Design Instagram — Amazon

Problem Statement

Design a photo-sharing social media platform where users can upload photos, follow other users, and view a personalized feed of posts from accounts they follow. Users expect fast uploads, instantly visible posts, and a smooth infinite-scroll experience with no duplicates or gaps.

Instagram-style platforms involve two fundamentally different data paths: the creator path (upload media, apply metadata, publish) and the viewer path (discover, scroll feed, interact). At Amazon, interviewers use this to assess whether you can design for large blob handling with reliable uploads, a low-latency high-scale feed, hybrid fanout strategies for celebrity accounts, and robust cursor-based pagination. Expect to abstract the follow graph and focus on client-visible performance rather than infrastructure minutiae.

INFORMATION SUPPLIED -
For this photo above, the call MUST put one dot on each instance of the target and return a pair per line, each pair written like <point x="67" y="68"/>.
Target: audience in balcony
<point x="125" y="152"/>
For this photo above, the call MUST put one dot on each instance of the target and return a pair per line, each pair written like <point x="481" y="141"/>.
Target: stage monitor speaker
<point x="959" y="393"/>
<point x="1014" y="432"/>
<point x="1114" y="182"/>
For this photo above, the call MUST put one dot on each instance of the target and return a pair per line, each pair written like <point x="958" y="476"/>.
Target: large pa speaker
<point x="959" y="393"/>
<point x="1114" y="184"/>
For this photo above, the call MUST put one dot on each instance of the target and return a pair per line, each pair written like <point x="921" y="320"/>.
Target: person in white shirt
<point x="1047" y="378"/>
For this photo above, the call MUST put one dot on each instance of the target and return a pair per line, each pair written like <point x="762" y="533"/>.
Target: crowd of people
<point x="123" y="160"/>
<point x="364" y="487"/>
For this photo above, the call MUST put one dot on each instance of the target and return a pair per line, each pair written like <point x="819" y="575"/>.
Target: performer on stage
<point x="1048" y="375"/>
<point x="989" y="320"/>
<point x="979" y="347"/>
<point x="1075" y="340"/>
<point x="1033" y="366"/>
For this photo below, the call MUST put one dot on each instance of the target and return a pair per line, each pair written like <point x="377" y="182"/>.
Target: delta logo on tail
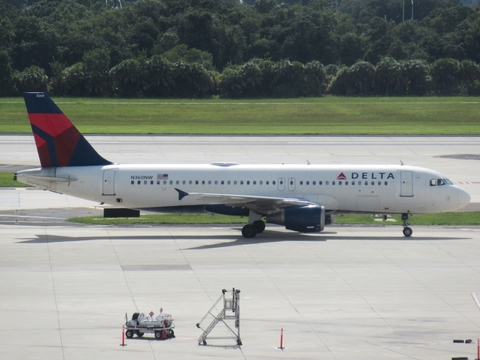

WHAT THIS EXERCISE ASKS -
1. Reproduce everything in the Instagram design write-up from "Design Instagram —" down to "duplicates or gaps.", swapping "photo-sharing" out for "image-sharing".
2. In the Instagram design write-up, what two data paths do Instagram-style platforms involve?
Rely only on the Instagram design write-up for what comes next.

WRITTEN ANSWERS -
1.
Design Instagram — Amazon

Problem Statement

Design a image-sharing social media platform where users can upload photos, follow other users, and view a personalized feed of posts from accounts they follow. Users expect fast uploads, instantly visible posts, and a smooth infinite-scroll experience with no duplicates or gaps.

2. The creator path (upload media, apply metadata, publish) and the viewer path (discover, scroll feed, interact).